>> START Entries supplied

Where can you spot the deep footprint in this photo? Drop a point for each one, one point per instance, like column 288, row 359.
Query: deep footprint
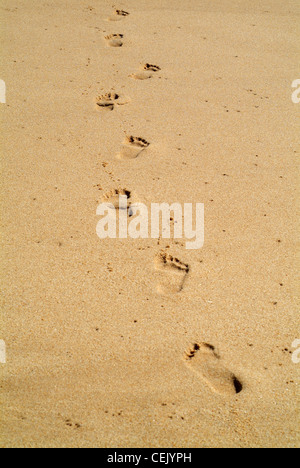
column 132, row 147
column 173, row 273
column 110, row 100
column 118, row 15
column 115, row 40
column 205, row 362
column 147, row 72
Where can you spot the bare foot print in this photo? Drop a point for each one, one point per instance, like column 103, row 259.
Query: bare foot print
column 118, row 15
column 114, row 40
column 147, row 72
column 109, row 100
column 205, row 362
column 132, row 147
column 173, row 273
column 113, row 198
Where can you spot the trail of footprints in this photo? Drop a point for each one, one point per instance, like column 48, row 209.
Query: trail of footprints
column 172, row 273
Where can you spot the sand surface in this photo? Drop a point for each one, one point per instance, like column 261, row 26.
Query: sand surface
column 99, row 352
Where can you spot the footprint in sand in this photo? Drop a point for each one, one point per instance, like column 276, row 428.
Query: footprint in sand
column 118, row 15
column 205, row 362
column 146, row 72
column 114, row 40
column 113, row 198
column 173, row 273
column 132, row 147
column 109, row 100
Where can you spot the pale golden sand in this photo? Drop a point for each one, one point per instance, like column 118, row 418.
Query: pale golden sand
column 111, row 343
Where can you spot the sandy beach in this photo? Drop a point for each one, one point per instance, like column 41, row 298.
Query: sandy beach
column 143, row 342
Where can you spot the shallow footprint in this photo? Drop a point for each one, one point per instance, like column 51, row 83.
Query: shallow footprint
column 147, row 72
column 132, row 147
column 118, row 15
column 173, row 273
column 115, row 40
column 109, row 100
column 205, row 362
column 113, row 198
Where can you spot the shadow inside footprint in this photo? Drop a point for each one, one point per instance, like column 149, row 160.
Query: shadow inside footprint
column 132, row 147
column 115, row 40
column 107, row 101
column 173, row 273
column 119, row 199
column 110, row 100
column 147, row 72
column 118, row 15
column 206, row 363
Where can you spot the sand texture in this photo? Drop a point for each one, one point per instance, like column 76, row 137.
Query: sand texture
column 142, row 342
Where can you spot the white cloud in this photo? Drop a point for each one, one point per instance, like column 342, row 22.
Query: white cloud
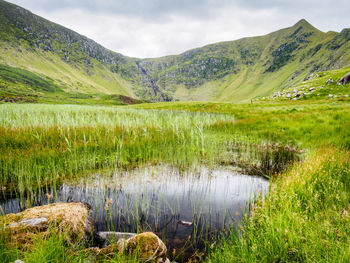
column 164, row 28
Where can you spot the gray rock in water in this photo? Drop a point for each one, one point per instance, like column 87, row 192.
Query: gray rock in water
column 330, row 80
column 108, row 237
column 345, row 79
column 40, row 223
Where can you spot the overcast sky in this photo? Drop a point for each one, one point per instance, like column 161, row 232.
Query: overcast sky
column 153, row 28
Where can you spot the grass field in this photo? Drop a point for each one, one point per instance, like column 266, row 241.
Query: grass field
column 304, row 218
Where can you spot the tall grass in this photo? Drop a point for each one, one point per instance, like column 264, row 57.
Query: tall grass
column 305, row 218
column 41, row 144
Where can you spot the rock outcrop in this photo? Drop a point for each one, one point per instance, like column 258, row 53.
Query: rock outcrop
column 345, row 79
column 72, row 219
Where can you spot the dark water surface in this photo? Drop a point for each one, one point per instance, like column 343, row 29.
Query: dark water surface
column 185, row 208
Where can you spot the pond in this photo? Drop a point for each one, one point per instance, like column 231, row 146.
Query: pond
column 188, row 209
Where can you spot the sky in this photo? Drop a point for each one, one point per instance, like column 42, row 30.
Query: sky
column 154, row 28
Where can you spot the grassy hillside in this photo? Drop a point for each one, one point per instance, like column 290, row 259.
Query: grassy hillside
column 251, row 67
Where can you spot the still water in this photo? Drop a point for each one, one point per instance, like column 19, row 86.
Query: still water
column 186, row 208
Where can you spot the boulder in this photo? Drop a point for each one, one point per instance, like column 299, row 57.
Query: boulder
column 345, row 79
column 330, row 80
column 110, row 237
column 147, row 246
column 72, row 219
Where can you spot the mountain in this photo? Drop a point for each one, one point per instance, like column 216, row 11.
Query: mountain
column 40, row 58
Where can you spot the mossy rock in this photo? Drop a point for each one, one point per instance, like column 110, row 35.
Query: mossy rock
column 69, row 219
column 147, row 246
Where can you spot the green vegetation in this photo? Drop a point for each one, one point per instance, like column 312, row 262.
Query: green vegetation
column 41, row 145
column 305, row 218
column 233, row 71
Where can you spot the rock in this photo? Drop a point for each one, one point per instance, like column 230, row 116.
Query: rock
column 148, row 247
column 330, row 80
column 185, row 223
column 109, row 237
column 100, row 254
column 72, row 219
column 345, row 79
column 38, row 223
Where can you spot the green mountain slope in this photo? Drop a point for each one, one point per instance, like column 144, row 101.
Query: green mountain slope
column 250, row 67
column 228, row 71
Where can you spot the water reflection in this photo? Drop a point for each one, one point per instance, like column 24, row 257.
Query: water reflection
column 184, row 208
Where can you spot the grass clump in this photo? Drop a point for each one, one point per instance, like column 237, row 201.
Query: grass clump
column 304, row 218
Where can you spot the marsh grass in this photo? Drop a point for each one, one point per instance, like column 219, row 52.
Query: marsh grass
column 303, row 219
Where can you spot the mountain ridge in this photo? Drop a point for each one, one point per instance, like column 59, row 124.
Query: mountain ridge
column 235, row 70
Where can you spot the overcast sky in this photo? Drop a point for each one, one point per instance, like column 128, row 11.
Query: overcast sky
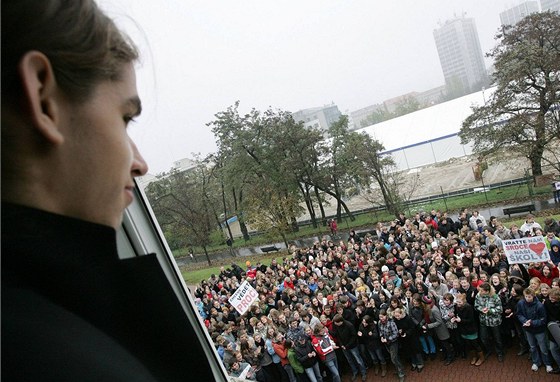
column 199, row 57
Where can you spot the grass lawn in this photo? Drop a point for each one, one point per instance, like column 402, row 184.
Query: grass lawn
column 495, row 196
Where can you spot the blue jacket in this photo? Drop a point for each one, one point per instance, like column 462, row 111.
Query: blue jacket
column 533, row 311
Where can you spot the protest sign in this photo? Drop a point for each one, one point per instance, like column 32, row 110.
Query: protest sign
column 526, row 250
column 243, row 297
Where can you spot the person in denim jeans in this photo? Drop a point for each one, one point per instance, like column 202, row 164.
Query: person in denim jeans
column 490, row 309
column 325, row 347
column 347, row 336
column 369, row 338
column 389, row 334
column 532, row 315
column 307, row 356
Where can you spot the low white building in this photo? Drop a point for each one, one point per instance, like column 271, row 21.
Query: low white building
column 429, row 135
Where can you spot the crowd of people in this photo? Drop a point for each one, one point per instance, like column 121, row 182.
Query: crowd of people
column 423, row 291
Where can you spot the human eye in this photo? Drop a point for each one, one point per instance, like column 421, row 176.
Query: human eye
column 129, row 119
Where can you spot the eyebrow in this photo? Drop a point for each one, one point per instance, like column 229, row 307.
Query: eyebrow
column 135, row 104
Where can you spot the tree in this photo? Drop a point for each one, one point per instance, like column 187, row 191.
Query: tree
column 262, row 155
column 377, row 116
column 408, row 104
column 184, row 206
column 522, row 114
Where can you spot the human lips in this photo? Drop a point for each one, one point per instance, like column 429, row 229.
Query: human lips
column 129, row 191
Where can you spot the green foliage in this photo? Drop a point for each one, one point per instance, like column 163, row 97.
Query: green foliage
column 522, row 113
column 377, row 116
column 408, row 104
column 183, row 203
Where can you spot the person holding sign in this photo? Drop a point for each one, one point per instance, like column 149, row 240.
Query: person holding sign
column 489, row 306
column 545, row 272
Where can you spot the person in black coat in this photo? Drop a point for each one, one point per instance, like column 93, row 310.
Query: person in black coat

>> END Entries supplied

Task details = Reproduce the material above line for line, starting at the line that contains "Where can you spot the grass lawn" and ending at the line that contains "column 307, row 356", with both of those lines included.

Solved problem =
Where can you spot the grass lawn in this photo? Drop a point for each one, one point per instance, like column 402, row 184.
Query: grass lawn
column 495, row 196
Where can you spot the blue jacket in this photo? Drop a point for each one, one point per instance, like column 462, row 111.
Query: blue jacket
column 533, row 311
Where can you spot the protest sign in this photo? Drop a point for each one, one point per instance, like column 32, row 110.
Query: protest sign
column 526, row 250
column 243, row 297
Where can you spot the person in denim jeans in this photo? Drop a point for each one, one point per instance, like column 202, row 164.
Query: person in denim jeans
column 490, row 309
column 325, row 347
column 347, row 336
column 369, row 338
column 389, row 334
column 532, row 315
column 307, row 356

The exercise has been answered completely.